* What you are asked to do: Tally the lines of the listing that contain the word "young", treating case as significant, and give only the count.

* Data section:
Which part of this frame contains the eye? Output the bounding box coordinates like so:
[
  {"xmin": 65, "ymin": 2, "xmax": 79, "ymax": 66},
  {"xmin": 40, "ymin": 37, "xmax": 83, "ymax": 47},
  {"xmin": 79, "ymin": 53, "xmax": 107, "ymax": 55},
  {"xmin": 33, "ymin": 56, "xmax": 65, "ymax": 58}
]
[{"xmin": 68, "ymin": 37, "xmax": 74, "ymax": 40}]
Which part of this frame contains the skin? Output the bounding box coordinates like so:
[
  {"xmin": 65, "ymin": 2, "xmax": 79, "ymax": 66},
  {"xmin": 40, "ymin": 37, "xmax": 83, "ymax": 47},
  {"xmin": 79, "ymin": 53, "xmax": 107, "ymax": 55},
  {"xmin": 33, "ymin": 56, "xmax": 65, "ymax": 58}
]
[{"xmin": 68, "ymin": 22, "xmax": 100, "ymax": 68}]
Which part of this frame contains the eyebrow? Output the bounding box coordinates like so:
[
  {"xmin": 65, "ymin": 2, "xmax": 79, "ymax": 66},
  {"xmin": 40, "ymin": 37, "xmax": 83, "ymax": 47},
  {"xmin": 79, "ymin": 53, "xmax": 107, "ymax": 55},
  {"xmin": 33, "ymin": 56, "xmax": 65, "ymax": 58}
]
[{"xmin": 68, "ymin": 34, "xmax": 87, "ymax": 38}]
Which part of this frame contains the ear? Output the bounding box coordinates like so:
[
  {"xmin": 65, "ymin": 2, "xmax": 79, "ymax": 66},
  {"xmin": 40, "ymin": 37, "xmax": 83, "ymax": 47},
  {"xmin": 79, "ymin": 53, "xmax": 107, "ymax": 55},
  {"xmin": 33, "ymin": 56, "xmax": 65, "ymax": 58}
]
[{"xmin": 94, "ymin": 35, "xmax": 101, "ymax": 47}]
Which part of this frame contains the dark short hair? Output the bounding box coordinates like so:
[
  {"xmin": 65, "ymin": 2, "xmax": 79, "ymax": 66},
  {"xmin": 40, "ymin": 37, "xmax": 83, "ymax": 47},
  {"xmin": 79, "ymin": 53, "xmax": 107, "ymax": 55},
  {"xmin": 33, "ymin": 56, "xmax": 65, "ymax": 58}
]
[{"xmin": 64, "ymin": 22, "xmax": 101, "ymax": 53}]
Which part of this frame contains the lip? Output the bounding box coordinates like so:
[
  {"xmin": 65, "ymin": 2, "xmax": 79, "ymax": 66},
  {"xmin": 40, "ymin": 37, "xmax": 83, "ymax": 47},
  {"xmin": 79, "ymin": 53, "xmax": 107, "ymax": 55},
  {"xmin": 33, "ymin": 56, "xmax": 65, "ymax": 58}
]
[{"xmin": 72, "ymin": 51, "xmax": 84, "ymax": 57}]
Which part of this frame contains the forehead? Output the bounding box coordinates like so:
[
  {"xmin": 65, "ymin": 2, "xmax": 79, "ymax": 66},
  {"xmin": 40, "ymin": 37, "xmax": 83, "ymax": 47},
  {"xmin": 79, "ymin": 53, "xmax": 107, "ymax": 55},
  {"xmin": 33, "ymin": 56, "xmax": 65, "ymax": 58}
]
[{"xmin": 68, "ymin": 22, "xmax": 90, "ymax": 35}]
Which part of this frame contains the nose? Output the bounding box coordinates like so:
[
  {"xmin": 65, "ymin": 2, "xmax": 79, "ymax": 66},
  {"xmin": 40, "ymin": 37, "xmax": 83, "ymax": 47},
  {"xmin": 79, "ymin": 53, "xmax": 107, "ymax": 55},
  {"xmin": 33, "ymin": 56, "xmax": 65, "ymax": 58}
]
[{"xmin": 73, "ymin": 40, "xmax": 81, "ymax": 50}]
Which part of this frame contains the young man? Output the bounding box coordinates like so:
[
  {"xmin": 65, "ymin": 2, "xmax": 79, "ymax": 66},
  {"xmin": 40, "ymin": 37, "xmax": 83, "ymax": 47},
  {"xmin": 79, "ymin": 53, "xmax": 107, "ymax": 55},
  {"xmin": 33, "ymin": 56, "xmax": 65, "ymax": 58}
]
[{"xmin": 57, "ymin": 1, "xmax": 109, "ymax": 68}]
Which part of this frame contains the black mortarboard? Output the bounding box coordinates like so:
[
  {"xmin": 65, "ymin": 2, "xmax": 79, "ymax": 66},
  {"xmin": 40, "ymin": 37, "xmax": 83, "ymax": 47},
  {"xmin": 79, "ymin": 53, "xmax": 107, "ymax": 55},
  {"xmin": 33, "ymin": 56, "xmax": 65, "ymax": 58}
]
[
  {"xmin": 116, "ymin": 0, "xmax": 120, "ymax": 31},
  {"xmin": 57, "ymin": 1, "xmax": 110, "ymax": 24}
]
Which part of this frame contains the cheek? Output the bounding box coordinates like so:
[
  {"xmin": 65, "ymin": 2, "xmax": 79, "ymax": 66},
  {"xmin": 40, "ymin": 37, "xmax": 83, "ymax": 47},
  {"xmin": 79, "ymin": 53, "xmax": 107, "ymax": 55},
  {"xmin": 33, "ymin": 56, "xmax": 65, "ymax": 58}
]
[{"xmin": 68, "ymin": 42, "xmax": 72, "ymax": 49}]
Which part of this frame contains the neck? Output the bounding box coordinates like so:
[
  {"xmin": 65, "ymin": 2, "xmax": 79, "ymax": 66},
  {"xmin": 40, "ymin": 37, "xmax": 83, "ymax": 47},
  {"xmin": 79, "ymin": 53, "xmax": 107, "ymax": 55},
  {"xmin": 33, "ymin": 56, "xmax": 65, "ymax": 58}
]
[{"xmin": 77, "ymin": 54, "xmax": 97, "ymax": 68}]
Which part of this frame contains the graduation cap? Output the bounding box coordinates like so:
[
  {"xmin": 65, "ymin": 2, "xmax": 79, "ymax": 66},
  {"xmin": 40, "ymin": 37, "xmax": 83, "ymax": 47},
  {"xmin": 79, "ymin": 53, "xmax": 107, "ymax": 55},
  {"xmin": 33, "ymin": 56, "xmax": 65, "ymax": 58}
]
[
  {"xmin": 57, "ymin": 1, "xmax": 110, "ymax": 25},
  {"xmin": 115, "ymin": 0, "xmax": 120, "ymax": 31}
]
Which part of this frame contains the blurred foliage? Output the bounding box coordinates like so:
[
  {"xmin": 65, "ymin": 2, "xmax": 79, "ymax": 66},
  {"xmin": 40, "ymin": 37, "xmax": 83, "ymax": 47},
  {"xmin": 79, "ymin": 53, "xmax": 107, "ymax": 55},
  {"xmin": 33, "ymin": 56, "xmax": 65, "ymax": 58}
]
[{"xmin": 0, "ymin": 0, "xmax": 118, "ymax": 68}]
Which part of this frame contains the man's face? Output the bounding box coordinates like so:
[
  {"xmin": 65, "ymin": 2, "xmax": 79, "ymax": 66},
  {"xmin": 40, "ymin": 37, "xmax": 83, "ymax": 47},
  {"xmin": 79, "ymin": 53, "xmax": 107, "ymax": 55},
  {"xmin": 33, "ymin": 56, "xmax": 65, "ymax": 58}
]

* Exercise response: 1